[Supplied data]
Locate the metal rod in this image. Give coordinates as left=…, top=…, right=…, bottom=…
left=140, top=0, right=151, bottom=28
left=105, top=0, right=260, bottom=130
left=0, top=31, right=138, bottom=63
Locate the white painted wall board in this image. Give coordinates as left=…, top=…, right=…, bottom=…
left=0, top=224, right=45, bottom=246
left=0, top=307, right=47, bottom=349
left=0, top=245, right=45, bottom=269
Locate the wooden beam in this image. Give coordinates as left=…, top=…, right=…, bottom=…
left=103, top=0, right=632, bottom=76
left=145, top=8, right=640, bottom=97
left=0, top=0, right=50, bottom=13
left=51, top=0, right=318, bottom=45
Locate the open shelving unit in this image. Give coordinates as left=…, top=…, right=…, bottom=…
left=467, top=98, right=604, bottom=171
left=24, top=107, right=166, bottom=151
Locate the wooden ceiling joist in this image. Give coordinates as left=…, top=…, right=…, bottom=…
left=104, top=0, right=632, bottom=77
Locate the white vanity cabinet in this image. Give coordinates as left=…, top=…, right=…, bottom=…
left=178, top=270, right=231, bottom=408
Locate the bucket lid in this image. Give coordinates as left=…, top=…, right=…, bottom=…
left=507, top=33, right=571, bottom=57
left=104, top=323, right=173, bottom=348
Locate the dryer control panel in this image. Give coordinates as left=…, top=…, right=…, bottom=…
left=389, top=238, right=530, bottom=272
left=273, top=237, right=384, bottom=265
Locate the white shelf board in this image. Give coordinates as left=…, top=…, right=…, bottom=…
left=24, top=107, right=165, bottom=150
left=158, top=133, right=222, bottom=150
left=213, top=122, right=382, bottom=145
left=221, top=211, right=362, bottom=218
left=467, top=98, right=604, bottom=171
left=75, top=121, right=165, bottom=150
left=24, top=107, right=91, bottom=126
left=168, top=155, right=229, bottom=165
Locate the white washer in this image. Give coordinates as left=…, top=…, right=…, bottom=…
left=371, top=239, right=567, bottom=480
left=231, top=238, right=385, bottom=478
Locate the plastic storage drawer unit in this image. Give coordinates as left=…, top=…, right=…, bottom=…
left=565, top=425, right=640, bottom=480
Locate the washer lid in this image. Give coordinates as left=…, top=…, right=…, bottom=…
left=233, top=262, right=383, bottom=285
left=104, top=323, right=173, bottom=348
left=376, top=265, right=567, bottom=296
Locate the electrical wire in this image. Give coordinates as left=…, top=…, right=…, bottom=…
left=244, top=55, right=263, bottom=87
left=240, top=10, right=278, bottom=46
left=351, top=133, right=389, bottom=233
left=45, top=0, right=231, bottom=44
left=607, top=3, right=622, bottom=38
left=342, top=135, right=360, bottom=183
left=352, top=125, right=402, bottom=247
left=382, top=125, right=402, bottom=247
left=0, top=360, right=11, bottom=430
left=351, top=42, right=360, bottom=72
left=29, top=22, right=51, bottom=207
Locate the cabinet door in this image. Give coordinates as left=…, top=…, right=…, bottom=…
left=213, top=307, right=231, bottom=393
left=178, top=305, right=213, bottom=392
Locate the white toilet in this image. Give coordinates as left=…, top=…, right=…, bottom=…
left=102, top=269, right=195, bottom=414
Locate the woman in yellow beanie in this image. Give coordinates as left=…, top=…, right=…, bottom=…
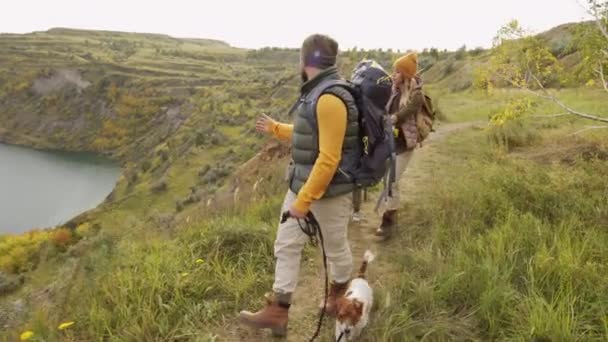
left=376, top=53, right=424, bottom=239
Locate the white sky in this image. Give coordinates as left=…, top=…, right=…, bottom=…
left=0, top=0, right=586, bottom=50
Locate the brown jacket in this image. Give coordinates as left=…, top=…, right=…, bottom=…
left=386, top=79, right=424, bottom=154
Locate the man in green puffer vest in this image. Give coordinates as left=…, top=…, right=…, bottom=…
left=240, top=34, right=362, bottom=336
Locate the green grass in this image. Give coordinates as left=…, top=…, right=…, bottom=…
left=428, top=86, right=608, bottom=124
left=370, top=120, right=608, bottom=341
left=0, top=197, right=280, bottom=341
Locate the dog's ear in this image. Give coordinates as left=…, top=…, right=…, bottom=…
left=353, top=299, right=363, bottom=317
left=336, top=297, right=350, bottom=321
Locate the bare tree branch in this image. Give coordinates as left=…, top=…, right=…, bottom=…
left=526, top=69, right=608, bottom=123
left=594, top=13, right=608, bottom=40
left=571, top=126, right=608, bottom=135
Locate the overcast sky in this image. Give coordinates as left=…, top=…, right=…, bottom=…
left=0, top=0, right=585, bottom=50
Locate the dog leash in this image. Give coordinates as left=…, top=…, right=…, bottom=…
left=281, top=210, right=328, bottom=342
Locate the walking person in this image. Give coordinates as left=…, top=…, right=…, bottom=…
left=240, top=34, right=362, bottom=336
left=376, top=53, right=424, bottom=240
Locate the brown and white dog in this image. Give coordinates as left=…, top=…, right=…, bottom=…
left=336, top=251, right=374, bottom=342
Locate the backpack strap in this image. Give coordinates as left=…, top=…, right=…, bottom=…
left=302, top=79, right=355, bottom=131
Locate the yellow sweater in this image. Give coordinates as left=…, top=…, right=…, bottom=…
left=272, top=94, right=347, bottom=213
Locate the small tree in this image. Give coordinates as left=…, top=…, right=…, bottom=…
left=479, top=0, right=608, bottom=129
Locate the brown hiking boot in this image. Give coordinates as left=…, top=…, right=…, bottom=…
left=239, top=294, right=289, bottom=337
left=376, top=210, right=397, bottom=240
left=319, top=281, right=348, bottom=316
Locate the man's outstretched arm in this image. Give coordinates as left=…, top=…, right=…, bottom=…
left=255, top=114, right=293, bottom=140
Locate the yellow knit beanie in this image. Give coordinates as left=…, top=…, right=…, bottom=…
left=393, top=52, right=418, bottom=78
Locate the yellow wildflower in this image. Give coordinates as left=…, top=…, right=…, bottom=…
left=19, top=330, right=34, bottom=341
left=57, top=322, right=74, bottom=330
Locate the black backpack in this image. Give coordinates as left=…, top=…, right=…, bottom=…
left=349, top=60, right=395, bottom=187
left=300, top=60, right=395, bottom=187
left=289, top=60, right=395, bottom=196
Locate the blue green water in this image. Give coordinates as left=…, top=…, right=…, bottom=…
left=0, top=144, right=120, bottom=234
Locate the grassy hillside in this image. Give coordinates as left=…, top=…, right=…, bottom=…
left=0, top=20, right=608, bottom=341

[What the exercise asks]
The records above are to be restated exactly, without their pictures.

[Full output]
Locate the metal rod in this image. Give coordinates as left=…, top=…, right=…, bottom=…
left=140, top=0, right=151, bottom=28
left=105, top=0, right=260, bottom=130
left=0, top=31, right=138, bottom=63
Locate the white painted wall board in this image. Give coordinates as left=…, top=…, right=…, bottom=…
left=0, top=224, right=45, bottom=246
left=0, top=307, right=47, bottom=349
left=0, top=245, right=45, bottom=269
Locate the wooden beam in this image. Give coordinates as left=…, top=…, right=…, bottom=…
left=103, top=0, right=632, bottom=76
left=145, top=8, right=640, bottom=97
left=0, top=0, right=50, bottom=13
left=51, top=0, right=318, bottom=45
Locate the open shelving unit in this image. Give coordinates as left=…, top=…, right=…, bottom=…
left=467, top=98, right=604, bottom=171
left=24, top=107, right=166, bottom=151
Locate the wooden ceiling joist in this image. Give coordinates as left=…, top=…, right=…, bottom=…
left=104, top=0, right=632, bottom=77
Locate the white vanity cabinet in this image. Give coordinates as left=…, top=…, right=…, bottom=…
left=178, top=270, right=231, bottom=408
Locate the bucket lid in this image. Give coordinates as left=…, top=…, right=…, bottom=…
left=507, top=33, right=571, bottom=57
left=104, top=323, right=173, bottom=348
Locate the dryer control panel in this image. Give coordinates as left=…, top=…, right=…, bottom=…
left=389, top=238, right=530, bottom=272
left=273, top=237, right=384, bottom=265
Locate the white shelf board in this image. Give coordinates as left=…, top=…, right=…, bottom=…
left=24, top=107, right=165, bottom=150
left=158, top=133, right=222, bottom=150
left=213, top=122, right=382, bottom=145
left=221, top=211, right=362, bottom=218
left=467, top=98, right=604, bottom=171
left=75, top=121, right=165, bottom=150
left=24, top=107, right=91, bottom=126
left=168, top=155, right=229, bottom=165
Locate the white washer in this image. Give coordinates as left=…, top=…, right=…, bottom=…
left=371, top=239, right=567, bottom=480
left=231, top=238, right=385, bottom=478
Locate the plastic storage drawer unit in this image. Give coordinates as left=…, top=…, right=…, bottom=…
left=565, top=425, right=640, bottom=480
Locate the washer lid in this image. Give coordinates as left=…, top=…, right=…, bottom=…
left=233, top=262, right=383, bottom=285
left=104, top=323, right=173, bottom=348
left=376, top=265, right=567, bottom=296
Locate the electrical wire in this image. Give coordinates as left=…, top=…, right=…, bottom=…
left=244, top=55, right=263, bottom=87
left=240, top=10, right=278, bottom=46
left=351, top=133, right=389, bottom=233
left=45, top=0, right=231, bottom=44
left=607, top=3, right=622, bottom=38
left=342, top=135, right=360, bottom=183
left=352, top=125, right=402, bottom=247
left=382, top=125, right=402, bottom=247
left=0, top=360, right=11, bottom=430
left=351, top=42, right=360, bottom=72
left=29, top=22, right=51, bottom=207
Locate the cabinet door in this image. Give coordinates as left=…, top=…, right=…, bottom=…
left=213, top=307, right=231, bottom=393
left=178, top=305, right=213, bottom=392
Locate the white toilet in this image. Give coordinates as left=…, top=…, right=…, bottom=…
left=102, top=269, right=195, bottom=414
Locate the woman in yellow beanie in this image. Give coordinates as left=…, top=…, right=…, bottom=…
left=376, top=53, right=424, bottom=239
Locate the white sky in this image. Give coordinates as left=…, top=…, right=…, bottom=…
left=0, top=0, right=586, bottom=50
Locate the brown jacket in this image. Give coordinates as left=…, top=…, right=…, bottom=…
left=386, top=79, right=424, bottom=154
Locate the man in green puffer vest in this image. Give coordinates as left=…, top=…, right=…, bottom=…
left=240, top=34, right=362, bottom=336
Locate the green grass in this image. Give coordinates as left=…, top=…, right=…, bottom=…
left=428, top=86, right=608, bottom=124
left=370, top=120, right=608, bottom=341
left=0, top=197, right=280, bottom=341
Locate the dog's ear in this image. Give coordinates as left=…, top=…, right=…, bottom=…
left=353, top=299, right=363, bottom=317
left=336, top=297, right=350, bottom=321
Locate the bare tree branch in this image. Give coordinates as left=…, top=…, right=…, bottom=…
left=526, top=69, right=608, bottom=123
left=594, top=13, right=608, bottom=40
left=571, top=126, right=608, bottom=135
Locate the overcast sky in this image. Give coordinates as left=…, top=…, right=…, bottom=…
left=0, top=0, right=585, bottom=50
Locate the dog leash in this image. Give coordinates as left=…, top=…, right=…, bottom=…
left=281, top=210, right=328, bottom=342
Locate the walking person in this image. Give coordinates as left=…, top=…, right=…, bottom=…
left=240, top=34, right=362, bottom=336
left=376, top=53, right=424, bottom=240
Locate the brown and white dog in this image. Give coordinates as left=…, top=…, right=…, bottom=…
left=336, top=251, right=374, bottom=342
Locate the backpack strap in this image. Give coordinates as left=…, top=…, right=…, bottom=…
left=302, top=79, right=355, bottom=131
Locate the yellow sweater in this image. Give coordinates as left=…, top=…, right=…, bottom=…
left=272, top=94, right=347, bottom=213
Locate the small tree in this image. Give coordinates as left=…, top=…, right=…, bottom=…
left=479, top=0, right=608, bottom=129
Locate the brown hiking boot in this image. Give coordinates as left=…, top=…, right=…, bottom=…
left=239, top=294, right=289, bottom=337
left=376, top=210, right=397, bottom=240
left=319, top=281, right=348, bottom=316
Locate the man's outstretched arm in this image. Give coordinates as left=…, top=…, right=…, bottom=…
left=255, top=114, right=293, bottom=140
Locate the yellow knit beanie in this image. Give coordinates as left=…, top=…, right=…, bottom=…
left=393, top=52, right=418, bottom=78
Locate the yellow wildflower in this image. Give coordinates as left=…, top=…, right=…, bottom=…
left=19, top=330, right=34, bottom=341
left=57, top=322, right=74, bottom=330
Locate the black backpack in this image. Give coordinates as left=…, top=…, right=…, bottom=…
left=349, top=60, right=395, bottom=187
left=300, top=60, right=395, bottom=187
left=289, top=60, right=395, bottom=196
Locate the blue green water in this image. Give coordinates as left=…, top=…, right=…, bottom=…
left=0, top=144, right=120, bottom=234
Locate the grassy hillside in this image. Give coordinates as left=…, top=…, right=…, bottom=…
left=0, top=20, right=608, bottom=341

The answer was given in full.